Activity — For this exercise, please find the lines in the entries that include the word "tarmac" and copy them.

━━━━━ Raw data ━━━━━

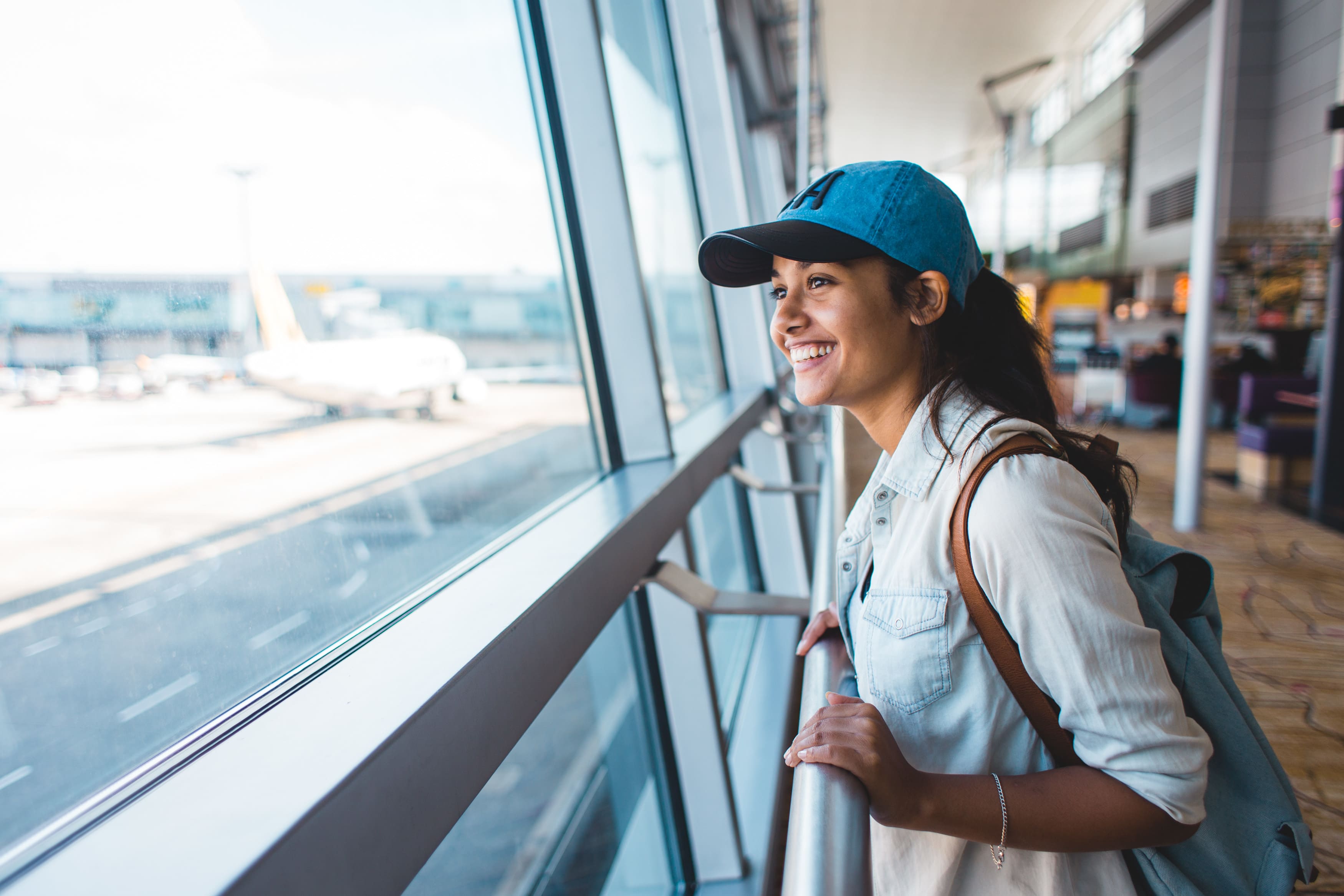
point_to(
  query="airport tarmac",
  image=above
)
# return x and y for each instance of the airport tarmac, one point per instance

━━━━━
━━━━━ Raw data ━━━━━

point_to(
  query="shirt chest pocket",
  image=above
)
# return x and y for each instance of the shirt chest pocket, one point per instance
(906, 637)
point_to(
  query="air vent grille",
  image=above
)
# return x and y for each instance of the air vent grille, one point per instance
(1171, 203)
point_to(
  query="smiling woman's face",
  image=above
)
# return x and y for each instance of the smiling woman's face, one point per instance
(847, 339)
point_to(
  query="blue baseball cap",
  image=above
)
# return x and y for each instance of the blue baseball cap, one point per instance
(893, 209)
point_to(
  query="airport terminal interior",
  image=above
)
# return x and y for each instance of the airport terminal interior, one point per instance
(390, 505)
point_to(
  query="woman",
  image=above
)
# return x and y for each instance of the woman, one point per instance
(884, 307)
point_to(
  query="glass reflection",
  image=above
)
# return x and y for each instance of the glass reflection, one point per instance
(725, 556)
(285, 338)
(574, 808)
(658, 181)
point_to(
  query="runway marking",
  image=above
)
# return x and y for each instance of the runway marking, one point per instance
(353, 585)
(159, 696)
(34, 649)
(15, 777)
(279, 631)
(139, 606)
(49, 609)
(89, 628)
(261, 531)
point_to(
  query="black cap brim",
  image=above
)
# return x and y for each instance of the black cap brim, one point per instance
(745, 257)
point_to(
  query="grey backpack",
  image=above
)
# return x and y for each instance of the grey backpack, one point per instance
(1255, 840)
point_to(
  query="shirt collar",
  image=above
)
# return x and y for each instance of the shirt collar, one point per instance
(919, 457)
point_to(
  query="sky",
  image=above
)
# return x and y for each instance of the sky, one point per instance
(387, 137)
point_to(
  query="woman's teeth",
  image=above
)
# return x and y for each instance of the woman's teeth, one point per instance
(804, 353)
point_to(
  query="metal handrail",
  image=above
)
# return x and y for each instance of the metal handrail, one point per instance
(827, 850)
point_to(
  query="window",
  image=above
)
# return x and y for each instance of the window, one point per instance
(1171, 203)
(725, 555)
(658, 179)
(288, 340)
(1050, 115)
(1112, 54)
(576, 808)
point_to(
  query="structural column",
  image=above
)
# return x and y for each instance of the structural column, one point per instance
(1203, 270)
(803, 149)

━━━━━

Task solution —
  query="airport tarmac",
# return x and y for each instance of the airport tarmac, one point per instance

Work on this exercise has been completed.